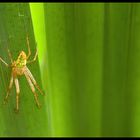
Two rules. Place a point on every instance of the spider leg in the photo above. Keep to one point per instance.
(10, 56)
(33, 89)
(9, 88)
(33, 80)
(3, 62)
(28, 45)
(17, 94)
(34, 59)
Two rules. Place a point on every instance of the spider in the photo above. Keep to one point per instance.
(19, 68)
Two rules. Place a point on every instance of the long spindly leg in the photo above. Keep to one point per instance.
(17, 94)
(8, 91)
(34, 59)
(33, 80)
(33, 90)
(10, 56)
(3, 62)
(28, 45)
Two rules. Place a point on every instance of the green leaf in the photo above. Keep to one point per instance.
(75, 57)
(30, 121)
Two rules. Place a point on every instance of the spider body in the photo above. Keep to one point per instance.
(19, 68)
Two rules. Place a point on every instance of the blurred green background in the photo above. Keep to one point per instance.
(88, 67)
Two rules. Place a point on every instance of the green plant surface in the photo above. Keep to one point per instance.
(15, 23)
(75, 62)
(93, 53)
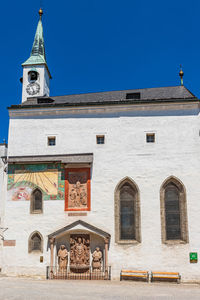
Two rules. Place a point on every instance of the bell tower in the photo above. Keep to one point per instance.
(36, 75)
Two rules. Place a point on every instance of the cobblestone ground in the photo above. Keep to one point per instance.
(27, 289)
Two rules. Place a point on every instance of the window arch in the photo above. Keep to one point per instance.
(35, 242)
(127, 212)
(173, 211)
(36, 201)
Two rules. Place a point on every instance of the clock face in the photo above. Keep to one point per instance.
(33, 88)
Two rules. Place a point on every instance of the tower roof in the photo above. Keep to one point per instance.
(37, 56)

+-------+

Aim of the exercise: Give back every line of the material exactly as written, but not the pictures.

Expected answer:
Two rules. Place a point on every instance of the spider leg in the photo above. Keep to one point per instance.
(10, 56)
(33, 89)
(9, 88)
(33, 80)
(3, 62)
(28, 45)
(17, 94)
(34, 59)
Two rules. Place a point on every instance of the spider in the photo above. Keep to one point per instance.
(19, 68)
Two rules. Place a point on every instance of the long spindly leg in the photo above. Keep to one point per instance.
(17, 94)
(8, 91)
(34, 59)
(33, 80)
(33, 90)
(10, 56)
(3, 62)
(28, 45)
Two rules. Place a point on every instance of the green leaf in the photo above. Keep to one point per instance.
(75, 57)
(30, 121)
Two rules. Place a point on every instance of the spider body in the photo above. Keep to one point per instance.
(19, 68)
Two rules. Place a point on every instance of the blurred green background in the photo above. Keep to one point per instance.
(88, 67)
Two rules. Place a point on every instance of the green plant surface in the photo above. Keep to one point per instance.
(15, 23)
(75, 62)
(93, 53)
Two rules. Place a point on every instance of the bell tower in the photo above. Keep to one point per instance.
(36, 75)
Two rules. Place a point on every instance of the cobblestone ground in the photo above. Keep to one point per instance.
(27, 289)
Two rules. Place a point on every instance of the window arch in the photo above. Keep to one point per instance.
(35, 242)
(127, 212)
(173, 211)
(36, 201)
Two rules. Place a point on every instance of the clock face in the photo above. Keep to one point per instance.
(33, 88)
Two rules. Place a point on every instance of the tower roof in the photo above. Keep to one point per instance.
(37, 56)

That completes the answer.